◆ GOAL OF THE EXERCISE
Find every line in the data below that contains the word "neck", and copy each of those lines.
>>>
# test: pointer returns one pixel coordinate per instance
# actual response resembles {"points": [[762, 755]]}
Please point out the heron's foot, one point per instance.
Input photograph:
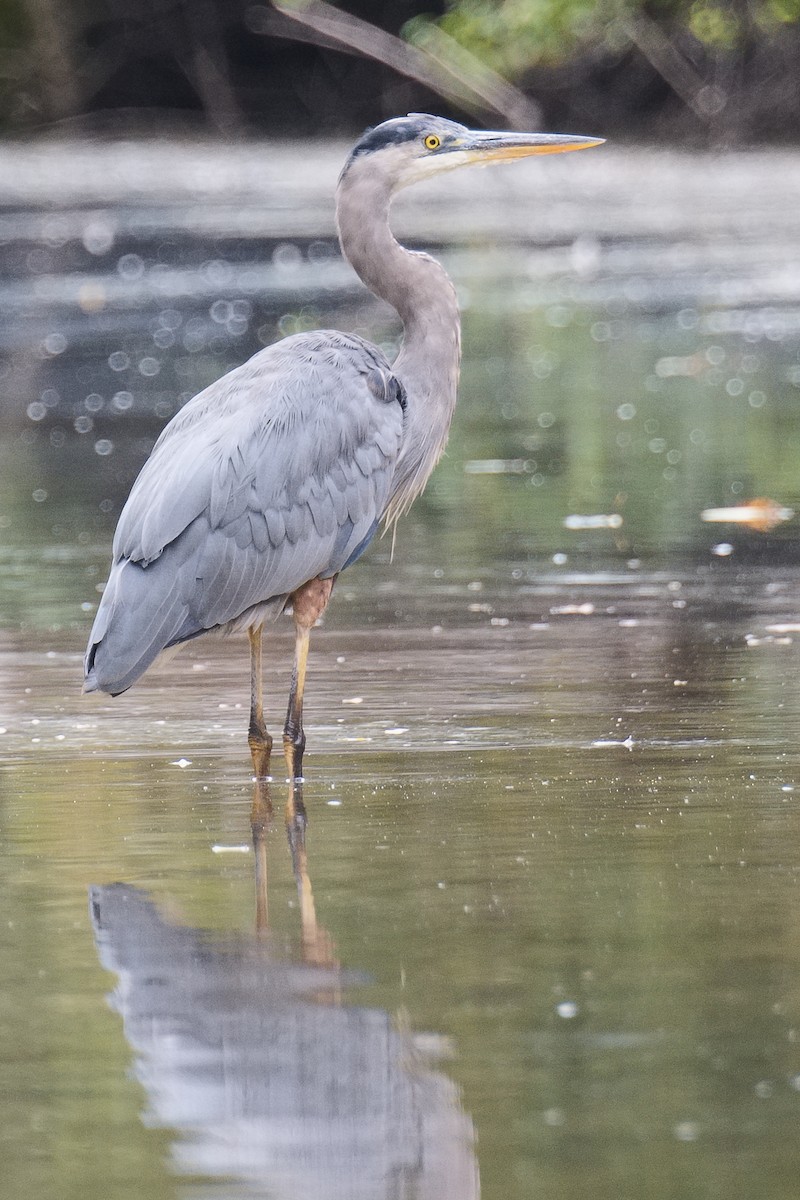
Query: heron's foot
{"points": [[294, 745], [260, 748]]}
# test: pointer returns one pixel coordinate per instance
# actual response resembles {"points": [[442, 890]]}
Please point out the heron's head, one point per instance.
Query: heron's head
{"points": [[409, 149]]}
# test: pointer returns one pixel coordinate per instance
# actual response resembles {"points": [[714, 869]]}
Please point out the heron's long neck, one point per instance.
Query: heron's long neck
{"points": [[419, 288]]}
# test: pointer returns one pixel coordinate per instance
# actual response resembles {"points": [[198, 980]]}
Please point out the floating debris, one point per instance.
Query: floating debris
{"points": [[593, 521], [497, 466], [609, 742], [761, 515]]}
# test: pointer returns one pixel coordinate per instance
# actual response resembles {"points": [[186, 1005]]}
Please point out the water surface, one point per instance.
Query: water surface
{"points": [[542, 929]]}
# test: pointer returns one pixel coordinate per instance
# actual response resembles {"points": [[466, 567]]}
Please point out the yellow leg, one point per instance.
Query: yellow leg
{"points": [[307, 606], [294, 738], [260, 743]]}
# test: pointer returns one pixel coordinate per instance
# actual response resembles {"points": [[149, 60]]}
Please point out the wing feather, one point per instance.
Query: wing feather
{"points": [[275, 474]]}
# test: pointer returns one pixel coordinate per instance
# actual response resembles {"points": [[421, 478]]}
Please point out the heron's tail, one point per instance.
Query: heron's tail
{"points": [[140, 613]]}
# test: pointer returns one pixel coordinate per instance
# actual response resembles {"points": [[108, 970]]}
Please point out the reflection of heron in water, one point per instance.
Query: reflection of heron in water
{"points": [[268, 1079], [276, 478]]}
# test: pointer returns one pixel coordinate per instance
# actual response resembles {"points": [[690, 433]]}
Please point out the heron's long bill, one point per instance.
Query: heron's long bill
{"points": [[500, 147]]}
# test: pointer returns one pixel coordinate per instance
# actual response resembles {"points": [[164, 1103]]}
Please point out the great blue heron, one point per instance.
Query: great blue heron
{"points": [[276, 478]]}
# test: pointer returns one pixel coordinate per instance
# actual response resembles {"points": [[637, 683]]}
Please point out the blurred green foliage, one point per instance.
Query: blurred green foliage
{"points": [[517, 35]]}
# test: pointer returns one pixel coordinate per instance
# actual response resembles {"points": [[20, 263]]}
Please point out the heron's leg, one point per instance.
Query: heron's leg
{"points": [[260, 743], [260, 817], [307, 604]]}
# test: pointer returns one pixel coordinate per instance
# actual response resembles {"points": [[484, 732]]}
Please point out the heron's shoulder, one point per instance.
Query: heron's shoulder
{"points": [[320, 348]]}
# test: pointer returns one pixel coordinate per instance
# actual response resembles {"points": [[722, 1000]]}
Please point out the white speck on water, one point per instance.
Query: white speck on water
{"points": [[593, 521], [609, 742]]}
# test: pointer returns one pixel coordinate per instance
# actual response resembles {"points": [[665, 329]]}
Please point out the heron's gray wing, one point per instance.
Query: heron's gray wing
{"points": [[277, 473]]}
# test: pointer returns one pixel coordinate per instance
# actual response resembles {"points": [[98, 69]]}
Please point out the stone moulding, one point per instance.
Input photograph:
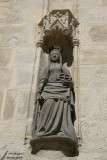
<<<
◆ RESPONSE
Please point out the heron's long neck, one point per instance.
Query: heron's long neck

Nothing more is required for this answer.